■ Problem requirements
Gather every line in the records below that contains the string "dark", and copy each one.

[Stored data entries]
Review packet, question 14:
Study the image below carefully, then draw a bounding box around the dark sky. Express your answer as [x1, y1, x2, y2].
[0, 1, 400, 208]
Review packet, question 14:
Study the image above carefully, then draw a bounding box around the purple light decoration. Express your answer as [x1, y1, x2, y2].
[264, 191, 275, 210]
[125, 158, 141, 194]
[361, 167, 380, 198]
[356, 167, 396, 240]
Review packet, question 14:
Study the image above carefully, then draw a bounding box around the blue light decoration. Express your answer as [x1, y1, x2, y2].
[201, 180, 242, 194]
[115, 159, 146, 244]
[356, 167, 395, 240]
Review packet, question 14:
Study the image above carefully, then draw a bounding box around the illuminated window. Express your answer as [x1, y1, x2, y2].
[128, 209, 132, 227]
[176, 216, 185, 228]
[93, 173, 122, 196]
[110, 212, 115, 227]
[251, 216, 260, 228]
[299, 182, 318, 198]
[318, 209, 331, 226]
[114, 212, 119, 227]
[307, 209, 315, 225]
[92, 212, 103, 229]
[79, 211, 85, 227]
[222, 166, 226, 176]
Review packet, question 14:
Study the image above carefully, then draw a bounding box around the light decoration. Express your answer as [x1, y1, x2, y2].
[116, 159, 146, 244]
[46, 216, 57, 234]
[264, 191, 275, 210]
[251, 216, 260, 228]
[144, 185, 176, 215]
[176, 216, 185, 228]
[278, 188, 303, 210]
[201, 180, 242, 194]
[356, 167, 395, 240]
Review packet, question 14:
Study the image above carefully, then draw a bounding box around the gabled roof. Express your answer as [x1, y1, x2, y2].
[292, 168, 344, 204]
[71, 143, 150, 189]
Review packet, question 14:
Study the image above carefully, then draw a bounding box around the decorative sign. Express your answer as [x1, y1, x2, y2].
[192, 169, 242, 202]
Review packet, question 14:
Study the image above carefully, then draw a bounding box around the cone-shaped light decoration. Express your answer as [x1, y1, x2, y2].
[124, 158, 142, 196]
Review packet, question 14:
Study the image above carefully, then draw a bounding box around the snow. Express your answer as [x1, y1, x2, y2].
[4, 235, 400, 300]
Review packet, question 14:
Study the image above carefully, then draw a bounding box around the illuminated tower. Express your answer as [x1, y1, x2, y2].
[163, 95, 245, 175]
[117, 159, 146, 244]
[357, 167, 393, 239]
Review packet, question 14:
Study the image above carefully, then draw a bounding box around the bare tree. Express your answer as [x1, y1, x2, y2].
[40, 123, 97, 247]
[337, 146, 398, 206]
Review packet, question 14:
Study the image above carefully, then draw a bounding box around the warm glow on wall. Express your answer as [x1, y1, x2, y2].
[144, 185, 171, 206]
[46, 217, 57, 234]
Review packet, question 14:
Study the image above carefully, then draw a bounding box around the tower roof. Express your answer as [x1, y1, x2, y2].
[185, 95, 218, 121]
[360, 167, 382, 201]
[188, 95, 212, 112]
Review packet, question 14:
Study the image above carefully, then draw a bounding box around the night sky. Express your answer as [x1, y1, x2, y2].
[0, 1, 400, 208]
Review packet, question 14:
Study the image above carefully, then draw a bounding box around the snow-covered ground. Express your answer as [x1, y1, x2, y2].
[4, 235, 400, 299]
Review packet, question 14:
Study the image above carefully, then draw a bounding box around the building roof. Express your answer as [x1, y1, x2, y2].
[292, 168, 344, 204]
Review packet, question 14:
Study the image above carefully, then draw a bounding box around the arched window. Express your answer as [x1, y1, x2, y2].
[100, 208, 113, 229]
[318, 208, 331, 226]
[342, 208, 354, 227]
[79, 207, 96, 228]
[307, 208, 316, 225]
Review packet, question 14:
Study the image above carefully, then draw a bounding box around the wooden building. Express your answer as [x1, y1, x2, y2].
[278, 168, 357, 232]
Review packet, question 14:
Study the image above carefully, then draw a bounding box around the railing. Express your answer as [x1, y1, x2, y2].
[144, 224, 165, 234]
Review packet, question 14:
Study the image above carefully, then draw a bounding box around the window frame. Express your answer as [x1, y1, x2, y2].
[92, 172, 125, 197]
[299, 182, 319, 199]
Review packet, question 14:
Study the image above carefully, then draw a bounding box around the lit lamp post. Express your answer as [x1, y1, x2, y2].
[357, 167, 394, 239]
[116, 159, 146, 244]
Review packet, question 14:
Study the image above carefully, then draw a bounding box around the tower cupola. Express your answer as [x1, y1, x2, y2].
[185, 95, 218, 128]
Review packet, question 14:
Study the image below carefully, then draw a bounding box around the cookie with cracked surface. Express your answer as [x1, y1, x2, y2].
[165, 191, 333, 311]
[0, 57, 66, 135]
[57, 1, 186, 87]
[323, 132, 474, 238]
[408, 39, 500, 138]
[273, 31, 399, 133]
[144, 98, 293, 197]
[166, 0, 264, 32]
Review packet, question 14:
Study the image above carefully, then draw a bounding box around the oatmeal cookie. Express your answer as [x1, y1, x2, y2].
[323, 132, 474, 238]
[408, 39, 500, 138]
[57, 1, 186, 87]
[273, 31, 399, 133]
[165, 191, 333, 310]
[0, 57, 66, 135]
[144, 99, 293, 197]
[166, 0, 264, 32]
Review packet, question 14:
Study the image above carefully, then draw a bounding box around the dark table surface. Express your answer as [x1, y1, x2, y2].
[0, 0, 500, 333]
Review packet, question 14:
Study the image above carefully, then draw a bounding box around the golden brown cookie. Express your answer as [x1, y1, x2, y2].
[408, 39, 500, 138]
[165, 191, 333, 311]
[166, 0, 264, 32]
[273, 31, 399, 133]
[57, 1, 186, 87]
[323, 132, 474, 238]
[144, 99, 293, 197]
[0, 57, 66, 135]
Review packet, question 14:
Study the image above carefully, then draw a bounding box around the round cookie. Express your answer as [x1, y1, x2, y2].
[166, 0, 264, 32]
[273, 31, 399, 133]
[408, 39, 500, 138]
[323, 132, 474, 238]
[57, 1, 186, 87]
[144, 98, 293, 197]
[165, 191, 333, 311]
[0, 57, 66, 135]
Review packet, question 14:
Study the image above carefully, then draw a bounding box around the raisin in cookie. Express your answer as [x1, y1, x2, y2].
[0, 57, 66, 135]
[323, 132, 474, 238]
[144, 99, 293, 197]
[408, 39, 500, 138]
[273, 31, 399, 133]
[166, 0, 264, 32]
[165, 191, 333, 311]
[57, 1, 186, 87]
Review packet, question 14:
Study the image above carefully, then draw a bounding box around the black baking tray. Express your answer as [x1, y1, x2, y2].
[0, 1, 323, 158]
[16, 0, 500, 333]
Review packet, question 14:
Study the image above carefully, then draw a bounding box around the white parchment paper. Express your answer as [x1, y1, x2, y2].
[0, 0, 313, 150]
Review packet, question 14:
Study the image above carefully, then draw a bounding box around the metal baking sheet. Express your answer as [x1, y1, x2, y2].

■ Answer to the exercise
Study the image below carefully, then draw a bounding box around the dark sky. Express your answer as [x1, y1, x2, y2].
Study the image above carefully, then draw a bounding box around the dark table surface. Express your answer as [x1, y1, x2, y2].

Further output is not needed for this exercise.